[Start DOCUMENT PASSAGE]

* Jan. Palm oil stocks down 1.9 pct at 2.58 mln tonnes –

KUALA LUMPUR, Feb 13: Malaysian palm oil futures fell to a two-week low on Wednesday in light trade after a long holiday weekend, with investors cautious about trading actively ahead of industry data.
Data from the Malaysian Palm Oil Board, released during the afternoon break, showed that end-stocks in Malaysia, the world’s No. 2 producer, had inched down 1.9 percent to 2.58 million tonnes in January. That was off recent record levels but missed expectations of a deeper fall.
Investors were also awaiting palm oil export data from cargo surveyor Societe Generale de Surveillance later on Wednesday.
On Saturday, cargo surveyor Intertek Testing Services said Malaysia’s shipments had surged 18 percent in the first ten days of February compared with a month earlier, but traders said export volumes still needed to rise to ‘decent’ levels.
‘Exports in the last five days of January showed an average of 50,000 tonnes shipped per day, which is good. We were expecting that to carry on in February, but obviously that is not the case,’ said a trader with a foreign commodities brokerage in Malaysia.
‘It will need to pick up in the coming days of February. We are at very high stocks here, so if that picks up then things will look a bit more rosy.’
The benchmark April contract on the Bursa Malaysia Derivatives Exchange fell to 2,506 ringgit ($809) per tonne, the lowest level since Jan. 30, before settling at 2,522 ringgit ($814) per tonne by the midday break, 1.5 percent lower than Friday’s close.

[End DOCUMENT PASSAGE]

§ **TO BE DONE**:
A – In the palm oil report, where did the benchmark April contract settle by the midday break?
B – Does the palm oil report support each statement below? Answer yes or no for each, quoting the words that decide it.
(i) Intertek Testing Services reported that Malaysia's shipments rose 18 percent in the first ten days of February compared with a month earlier.
(ii) Malaysia's January end-stocks fell by more than expected.
(iii) The April contract's drop to 2,506 ringgit took it to its lowest level since Jan. 30.

[Start DATA PROVIDED]

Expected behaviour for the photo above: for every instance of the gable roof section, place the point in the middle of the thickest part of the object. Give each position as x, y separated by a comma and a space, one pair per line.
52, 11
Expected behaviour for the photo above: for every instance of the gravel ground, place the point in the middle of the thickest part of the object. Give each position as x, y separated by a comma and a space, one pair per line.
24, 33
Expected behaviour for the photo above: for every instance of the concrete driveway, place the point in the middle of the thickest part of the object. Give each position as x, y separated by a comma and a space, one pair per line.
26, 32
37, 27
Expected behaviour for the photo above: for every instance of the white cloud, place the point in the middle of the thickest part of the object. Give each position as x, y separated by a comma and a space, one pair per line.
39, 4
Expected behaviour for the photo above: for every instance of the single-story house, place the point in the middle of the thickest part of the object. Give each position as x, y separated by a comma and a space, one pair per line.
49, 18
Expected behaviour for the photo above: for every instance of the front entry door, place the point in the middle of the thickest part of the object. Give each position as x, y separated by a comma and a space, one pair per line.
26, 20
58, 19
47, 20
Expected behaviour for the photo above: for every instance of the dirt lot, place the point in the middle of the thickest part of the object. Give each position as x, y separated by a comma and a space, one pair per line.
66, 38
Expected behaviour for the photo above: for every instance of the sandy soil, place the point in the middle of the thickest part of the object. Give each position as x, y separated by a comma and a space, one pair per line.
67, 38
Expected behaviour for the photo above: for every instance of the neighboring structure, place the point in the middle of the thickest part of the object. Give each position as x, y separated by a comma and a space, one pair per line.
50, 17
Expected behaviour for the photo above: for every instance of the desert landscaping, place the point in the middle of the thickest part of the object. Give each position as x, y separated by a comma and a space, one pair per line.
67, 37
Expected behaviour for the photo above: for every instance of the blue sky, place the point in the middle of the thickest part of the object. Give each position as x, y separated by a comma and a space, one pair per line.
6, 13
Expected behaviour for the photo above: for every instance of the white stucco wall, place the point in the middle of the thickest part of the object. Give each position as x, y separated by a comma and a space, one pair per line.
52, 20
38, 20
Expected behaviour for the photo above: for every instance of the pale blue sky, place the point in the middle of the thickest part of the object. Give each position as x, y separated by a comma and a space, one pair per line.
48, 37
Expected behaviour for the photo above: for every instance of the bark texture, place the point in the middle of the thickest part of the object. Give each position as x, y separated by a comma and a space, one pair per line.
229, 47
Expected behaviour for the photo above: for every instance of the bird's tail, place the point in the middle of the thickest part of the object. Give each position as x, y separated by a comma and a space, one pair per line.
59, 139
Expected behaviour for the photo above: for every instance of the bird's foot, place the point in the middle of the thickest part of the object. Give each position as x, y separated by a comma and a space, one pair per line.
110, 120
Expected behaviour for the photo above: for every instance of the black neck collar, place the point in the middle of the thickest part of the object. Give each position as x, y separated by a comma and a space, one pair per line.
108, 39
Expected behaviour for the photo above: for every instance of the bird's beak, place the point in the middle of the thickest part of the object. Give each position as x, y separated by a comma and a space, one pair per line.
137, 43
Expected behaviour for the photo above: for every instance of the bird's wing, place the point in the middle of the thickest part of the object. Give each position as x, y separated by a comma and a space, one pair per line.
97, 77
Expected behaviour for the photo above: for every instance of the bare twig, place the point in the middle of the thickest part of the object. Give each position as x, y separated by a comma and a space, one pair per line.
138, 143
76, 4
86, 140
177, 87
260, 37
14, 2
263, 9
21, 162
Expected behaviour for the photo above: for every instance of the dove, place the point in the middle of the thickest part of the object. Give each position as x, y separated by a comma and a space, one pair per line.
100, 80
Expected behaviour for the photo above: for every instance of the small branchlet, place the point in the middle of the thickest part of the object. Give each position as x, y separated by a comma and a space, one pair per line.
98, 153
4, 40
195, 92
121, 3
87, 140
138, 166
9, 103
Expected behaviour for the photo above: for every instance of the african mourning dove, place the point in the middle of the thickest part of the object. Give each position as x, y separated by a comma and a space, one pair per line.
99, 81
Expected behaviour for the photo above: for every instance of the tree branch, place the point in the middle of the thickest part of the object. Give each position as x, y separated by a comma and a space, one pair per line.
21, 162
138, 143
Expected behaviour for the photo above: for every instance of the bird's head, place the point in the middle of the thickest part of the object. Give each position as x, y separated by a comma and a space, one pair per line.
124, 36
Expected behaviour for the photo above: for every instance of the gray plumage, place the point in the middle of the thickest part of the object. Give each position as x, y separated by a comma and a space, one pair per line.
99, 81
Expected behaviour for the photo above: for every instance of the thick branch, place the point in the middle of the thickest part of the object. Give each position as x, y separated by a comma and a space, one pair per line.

[End DATA PROVIDED]

§ **COMPLETE ANSWERS**:
A – At 2,522 ringgit ($814) per tonne.

B –
(i) Yes: "Malaysia’s shipments had surged 18 percent in the first ten days of February compared with a month earlier"
(ii) No: "That was off recent record levels but missed expectations of a deeper fall."
(iii) Yes: "fell to 2,506 ringgit ($809) per tonne, the lowest level since Jan. 30"